** Start of STORED DATA **

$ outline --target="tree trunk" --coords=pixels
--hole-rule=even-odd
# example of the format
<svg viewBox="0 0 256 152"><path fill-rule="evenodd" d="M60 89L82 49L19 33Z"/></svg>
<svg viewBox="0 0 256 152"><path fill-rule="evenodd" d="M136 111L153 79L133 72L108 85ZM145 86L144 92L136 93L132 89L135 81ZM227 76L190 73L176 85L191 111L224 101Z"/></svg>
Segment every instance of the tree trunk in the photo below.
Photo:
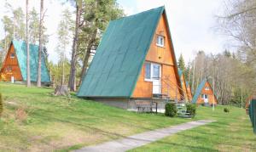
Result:
<svg viewBox="0 0 256 152"><path fill-rule="evenodd" d="M44 11L44 0L41 0L41 7L40 7L40 23L39 23L39 50L38 50L38 83L37 87L41 87L41 62L42 62L42 26L43 26L43 14Z"/></svg>
<svg viewBox="0 0 256 152"><path fill-rule="evenodd" d="M92 35L92 37L88 43L87 48L86 48L86 53L85 53L84 59L82 72L80 75L79 86L81 85L81 83L84 80L84 77L85 76L85 72L86 72L86 69L87 69L88 62L89 62L89 58L90 58L90 50L91 50L92 45L95 43L96 34L97 34L97 29L96 29L95 31L93 32L93 35Z"/></svg>
<svg viewBox="0 0 256 152"><path fill-rule="evenodd" d="M28 0L26 2L26 87L31 87L30 81L30 54L29 54L29 42L28 42Z"/></svg>
<svg viewBox="0 0 256 152"><path fill-rule="evenodd" d="M71 58L71 68L70 68L70 76L68 81L68 87L70 91L76 91L76 62L77 62L77 48L78 48L78 42L79 42L79 25L80 22L80 1L77 2L76 4L76 24L75 24L75 34L73 42L73 48L72 48L72 58Z"/></svg>
<svg viewBox="0 0 256 152"><path fill-rule="evenodd" d="M64 68L65 68L64 60L62 60L62 77L61 77L61 86L65 82L65 70L64 70Z"/></svg>

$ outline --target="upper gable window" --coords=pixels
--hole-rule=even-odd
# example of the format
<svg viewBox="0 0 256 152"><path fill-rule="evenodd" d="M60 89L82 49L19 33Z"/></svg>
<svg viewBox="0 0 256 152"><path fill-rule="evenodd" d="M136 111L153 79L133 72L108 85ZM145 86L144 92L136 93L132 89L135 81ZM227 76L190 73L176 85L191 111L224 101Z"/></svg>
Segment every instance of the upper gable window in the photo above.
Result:
<svg viewBox="0 0 256 152"><path fill-rule="evenodd" d="M165 46L165 37L158 35L156 37L156 45L159 47L164 47Z"/></svg>
<svg viewBox="0 0 256 152"><path fill-rule="evenodd" d="M15 53L11 53L10 54L10 58L15 58Z"/></svg>
<svg viewBox="0 0 256 152"><path fill-rule="evenodd" d="M7 71L7 72L12 71L11 65L7 66L6 69L5 69L5 71Z"/></svg>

** End of STORED DATA **

● **EXERCISE GOAL**:
Rewrite all the lines above with "Segment" replaced by "Trace" and everything else left unchanged. Leave the pictures out of your answer.

● **ANSWER BELOW**:
$ outline --target="tree trunk" --coords=pixels
--hole-rule=even-odd
# example of the format
<svg viewBox="0 0 256 152"><path fill-rule="evenodd" d="M60 89L82 49L19 33Z"/></svg>
<svg viewBox="0 0 256 152"><path fill-rule="evenodd" d="M136 111L153 79L133 72L108 85ZM145 86L144 92L136 93L132 89L135 81ZM227 76L190 73L176 85L191 111L224 101Z"/></svg>
Trace every instance of the tree trunk in the photo below.
Photo:
Result:
<svg viewBox="0 0 256 152"><path fill-rule="evenodd" d="M44 11L44 0L41 0L41 7L40 7L40 23L39 23L39 50L38 50L38 83L37 87L41 87L41 62L42 62L42 26L43 26L43 14Z"/></svg>
<svg viewBox="0 0 256 152"><path fill-rule="evenodd" d="M92 35L92 37L88 43L87 48L86 48L86 53L85 53L84 59L82 72L80 75L79 86L81 85L81 83L84 80L84 77L85 76L85 72L86 72L86 69L87 69L88 62L89 62L89 58L90 58L90 50L91 50L92 45L95 43L96 34L97 34L97 29L96 29L95 31L93 32L93 35Z"/></svg>
<svg viewBox="0 0 256 152"><path fill-rule="evenodd" d="M28 0L26 2L26 87L31 87L30 81L30 54L29 54L29 42L28 42Z"/></svg>
<svg viewBox="0 0 256 152"><path fill-rule="evenodd" d="M71 58L71 68L70 68L70 76L68 81L68 87L70 91L76 91L76 62L77 62L77 48L78 48L78 42L79 42L79 25L80 22L80 1L77 2L76 4L76 24L75 24L75 34L73 42L73 48L72 48L72 58Z"/></svg>
<svg viewBox="0 0 256 152"><path fill-rule="evenodd" d="M64 68L65 68L64 60L62 60L62 77L61 77L61 86L65 82L65 70L64 70Z"/></svg>

$ outline --target="upper gable window" --coords=pixels
--hole-rule=even-odd
# example of the format
<svg viewBox="0 0 256 152"><path fill-rule="evenodd" d="M60 89L82 49L19 33Z"/></svg>
<svg viewBox="0 0 256 152"><path fill-rule="evenodd" d="M136 111L153 79L133 72L108 85ZM145 86L144 92L136 93L132 89L135 81ZM227 76L190 73L176 85L191 111L224 101Z"/></svg>
Trace every instance of the upper gable window in the photo above.
Result:
<svg viewBox="0 0 256 152"><path fill-rule="evenodd" d="M165 46L165 37L158 35L156 37L156 45L159 47L164 47Z"/></svg>
<svg viewBox="0 0 256 152"><path fill-rule="evenodd" d="M15 53L11 53L10 54L10 58L15 58Z"/></svg>
<svg viewBox="0 0 256 152"><path fill-rule="evenodd" d="M7 71L7 72L12 71L11 65L7 66L6 69L5 69L5 71Z"/></svg>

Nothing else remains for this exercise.